Task. Your task is to transcribe the lines from the start of the data below through the line containing "form: [314, 80].", inclusive, exactly as they stand and without the pictures.
── Supplied material
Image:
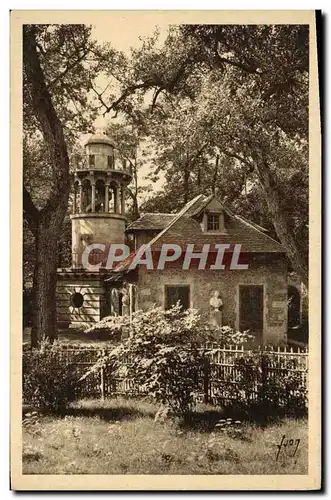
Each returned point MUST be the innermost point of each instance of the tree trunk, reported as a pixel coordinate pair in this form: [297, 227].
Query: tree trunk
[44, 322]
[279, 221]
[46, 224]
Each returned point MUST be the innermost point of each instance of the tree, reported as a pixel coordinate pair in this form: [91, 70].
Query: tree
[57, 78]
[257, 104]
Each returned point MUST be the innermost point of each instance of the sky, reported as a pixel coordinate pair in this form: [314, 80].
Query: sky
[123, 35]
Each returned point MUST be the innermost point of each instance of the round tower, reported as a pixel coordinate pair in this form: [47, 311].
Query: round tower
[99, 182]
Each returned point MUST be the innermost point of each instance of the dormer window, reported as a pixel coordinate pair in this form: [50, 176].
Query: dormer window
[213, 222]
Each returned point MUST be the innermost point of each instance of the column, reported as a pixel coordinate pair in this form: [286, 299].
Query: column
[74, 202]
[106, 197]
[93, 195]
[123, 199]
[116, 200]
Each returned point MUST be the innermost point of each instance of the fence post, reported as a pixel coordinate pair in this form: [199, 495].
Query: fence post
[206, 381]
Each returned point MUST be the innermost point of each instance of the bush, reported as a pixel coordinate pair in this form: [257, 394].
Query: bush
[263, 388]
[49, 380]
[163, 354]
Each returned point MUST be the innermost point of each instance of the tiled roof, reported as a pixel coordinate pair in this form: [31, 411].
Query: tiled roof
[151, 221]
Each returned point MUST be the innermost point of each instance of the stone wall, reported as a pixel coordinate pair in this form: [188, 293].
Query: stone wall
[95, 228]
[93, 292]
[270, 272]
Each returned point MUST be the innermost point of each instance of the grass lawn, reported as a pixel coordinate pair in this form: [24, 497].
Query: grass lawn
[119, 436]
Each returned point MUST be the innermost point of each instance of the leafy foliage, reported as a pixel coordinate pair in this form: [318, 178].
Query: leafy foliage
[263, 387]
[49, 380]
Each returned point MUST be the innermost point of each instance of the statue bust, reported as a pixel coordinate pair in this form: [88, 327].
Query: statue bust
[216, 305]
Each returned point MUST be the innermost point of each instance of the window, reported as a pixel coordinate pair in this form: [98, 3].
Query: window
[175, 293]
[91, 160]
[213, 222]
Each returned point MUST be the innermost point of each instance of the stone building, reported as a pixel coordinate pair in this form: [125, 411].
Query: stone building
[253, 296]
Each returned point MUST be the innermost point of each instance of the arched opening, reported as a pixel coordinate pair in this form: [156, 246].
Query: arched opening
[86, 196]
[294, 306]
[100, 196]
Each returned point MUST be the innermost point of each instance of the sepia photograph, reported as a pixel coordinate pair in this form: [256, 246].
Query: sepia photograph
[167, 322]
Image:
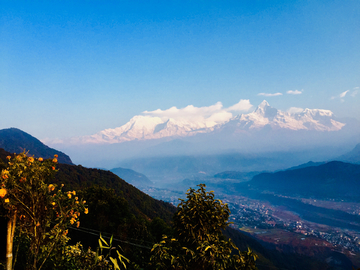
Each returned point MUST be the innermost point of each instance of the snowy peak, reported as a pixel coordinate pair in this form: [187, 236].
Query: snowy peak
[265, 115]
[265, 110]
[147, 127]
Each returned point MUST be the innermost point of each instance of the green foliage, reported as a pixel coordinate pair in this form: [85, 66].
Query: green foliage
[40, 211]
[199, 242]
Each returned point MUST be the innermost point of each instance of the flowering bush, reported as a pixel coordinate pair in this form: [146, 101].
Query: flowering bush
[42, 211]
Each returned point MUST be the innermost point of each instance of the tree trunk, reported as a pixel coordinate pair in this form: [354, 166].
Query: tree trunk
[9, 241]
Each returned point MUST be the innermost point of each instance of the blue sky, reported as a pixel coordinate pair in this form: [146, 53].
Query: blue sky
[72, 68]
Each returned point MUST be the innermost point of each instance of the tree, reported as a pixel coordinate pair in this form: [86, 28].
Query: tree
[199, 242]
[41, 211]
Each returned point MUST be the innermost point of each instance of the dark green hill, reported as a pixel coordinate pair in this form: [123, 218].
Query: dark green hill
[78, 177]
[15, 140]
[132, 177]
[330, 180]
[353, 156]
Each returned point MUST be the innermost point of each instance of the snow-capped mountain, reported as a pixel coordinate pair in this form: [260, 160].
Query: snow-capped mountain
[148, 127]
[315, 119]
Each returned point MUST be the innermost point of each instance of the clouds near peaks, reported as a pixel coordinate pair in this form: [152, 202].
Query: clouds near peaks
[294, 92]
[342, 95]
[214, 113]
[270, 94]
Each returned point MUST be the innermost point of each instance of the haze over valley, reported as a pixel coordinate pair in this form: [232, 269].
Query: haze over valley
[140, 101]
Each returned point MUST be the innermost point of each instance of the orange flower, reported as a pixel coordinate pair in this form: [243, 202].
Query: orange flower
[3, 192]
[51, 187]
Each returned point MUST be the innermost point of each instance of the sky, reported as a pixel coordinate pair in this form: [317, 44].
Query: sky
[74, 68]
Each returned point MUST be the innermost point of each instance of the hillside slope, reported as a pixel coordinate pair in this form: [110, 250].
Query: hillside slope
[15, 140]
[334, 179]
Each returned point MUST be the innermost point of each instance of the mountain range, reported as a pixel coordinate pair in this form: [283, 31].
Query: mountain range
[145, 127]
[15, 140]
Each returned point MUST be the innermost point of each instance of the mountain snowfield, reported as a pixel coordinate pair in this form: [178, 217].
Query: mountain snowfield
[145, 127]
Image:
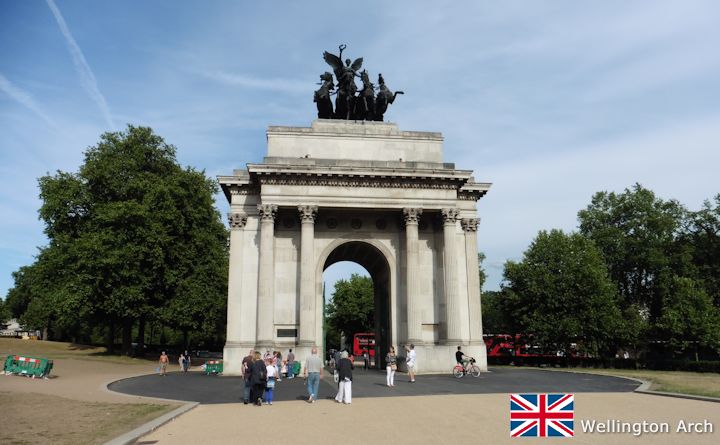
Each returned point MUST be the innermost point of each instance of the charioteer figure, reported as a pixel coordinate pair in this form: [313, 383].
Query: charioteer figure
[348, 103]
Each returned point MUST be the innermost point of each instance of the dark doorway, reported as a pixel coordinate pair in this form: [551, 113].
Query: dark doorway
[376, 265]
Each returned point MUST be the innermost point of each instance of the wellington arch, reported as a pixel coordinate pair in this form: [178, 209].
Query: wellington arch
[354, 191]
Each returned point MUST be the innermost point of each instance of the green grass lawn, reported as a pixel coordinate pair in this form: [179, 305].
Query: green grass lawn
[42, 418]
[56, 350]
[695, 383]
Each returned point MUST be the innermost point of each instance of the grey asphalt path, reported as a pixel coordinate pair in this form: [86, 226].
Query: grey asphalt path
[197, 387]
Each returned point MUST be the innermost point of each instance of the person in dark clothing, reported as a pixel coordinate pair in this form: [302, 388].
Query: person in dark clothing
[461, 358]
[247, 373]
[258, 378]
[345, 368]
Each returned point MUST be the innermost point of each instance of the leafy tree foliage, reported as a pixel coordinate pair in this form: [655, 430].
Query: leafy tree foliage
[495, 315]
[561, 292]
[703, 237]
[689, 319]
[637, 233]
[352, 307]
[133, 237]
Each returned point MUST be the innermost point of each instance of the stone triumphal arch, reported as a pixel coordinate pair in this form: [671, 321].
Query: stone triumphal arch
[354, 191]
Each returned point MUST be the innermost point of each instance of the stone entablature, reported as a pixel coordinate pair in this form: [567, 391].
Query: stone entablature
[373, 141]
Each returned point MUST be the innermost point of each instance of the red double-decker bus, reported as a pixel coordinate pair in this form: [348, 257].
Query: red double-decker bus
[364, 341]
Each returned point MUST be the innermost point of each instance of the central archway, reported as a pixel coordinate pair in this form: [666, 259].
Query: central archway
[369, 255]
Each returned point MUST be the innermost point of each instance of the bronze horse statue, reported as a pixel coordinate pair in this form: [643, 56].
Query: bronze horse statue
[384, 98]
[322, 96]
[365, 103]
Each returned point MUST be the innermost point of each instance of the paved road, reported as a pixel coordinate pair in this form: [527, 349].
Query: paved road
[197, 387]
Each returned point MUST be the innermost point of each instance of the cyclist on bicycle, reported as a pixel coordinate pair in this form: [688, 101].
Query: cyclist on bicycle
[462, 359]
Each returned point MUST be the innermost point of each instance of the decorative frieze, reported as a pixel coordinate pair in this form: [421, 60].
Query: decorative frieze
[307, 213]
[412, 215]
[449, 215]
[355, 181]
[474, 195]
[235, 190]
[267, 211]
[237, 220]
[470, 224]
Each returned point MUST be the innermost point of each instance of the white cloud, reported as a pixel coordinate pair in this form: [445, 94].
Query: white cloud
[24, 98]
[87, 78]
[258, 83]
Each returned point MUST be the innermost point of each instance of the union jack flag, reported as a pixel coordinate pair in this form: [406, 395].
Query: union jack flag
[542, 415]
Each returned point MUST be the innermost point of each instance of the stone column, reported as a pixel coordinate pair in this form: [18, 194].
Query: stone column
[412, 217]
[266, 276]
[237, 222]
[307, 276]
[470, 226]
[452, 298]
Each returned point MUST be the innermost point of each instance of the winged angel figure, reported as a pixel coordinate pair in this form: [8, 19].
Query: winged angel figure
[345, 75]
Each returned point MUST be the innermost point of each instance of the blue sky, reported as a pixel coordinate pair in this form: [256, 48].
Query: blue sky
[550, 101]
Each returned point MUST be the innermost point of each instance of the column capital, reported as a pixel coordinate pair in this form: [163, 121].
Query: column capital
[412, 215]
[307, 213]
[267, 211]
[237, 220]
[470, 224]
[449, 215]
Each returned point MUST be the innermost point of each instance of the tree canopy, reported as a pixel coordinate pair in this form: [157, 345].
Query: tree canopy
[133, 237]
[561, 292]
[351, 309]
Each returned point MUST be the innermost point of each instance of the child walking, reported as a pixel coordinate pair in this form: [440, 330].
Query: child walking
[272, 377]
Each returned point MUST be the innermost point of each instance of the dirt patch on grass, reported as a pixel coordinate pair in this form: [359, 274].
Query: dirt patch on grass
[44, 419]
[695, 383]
────
Written response.
Image:
Each returned point MUST be the innermost point of each instance of the tree trunk, reported as a pixel coordinate pair in this form: [297, 227].
Query: tree trunk
[44, 322]
[279, 221]
[46, 224]
Each returned point MUST be the innermost point of each instance of the tree, reported as a pixel coordinate pair in this form: [91, 70].
Query: tree
[57, 78]
[257, 104]
Each returned point MUST be the innermost point of each instance of the sky, reported as a pixel coordinate pair in this form: [314, 80].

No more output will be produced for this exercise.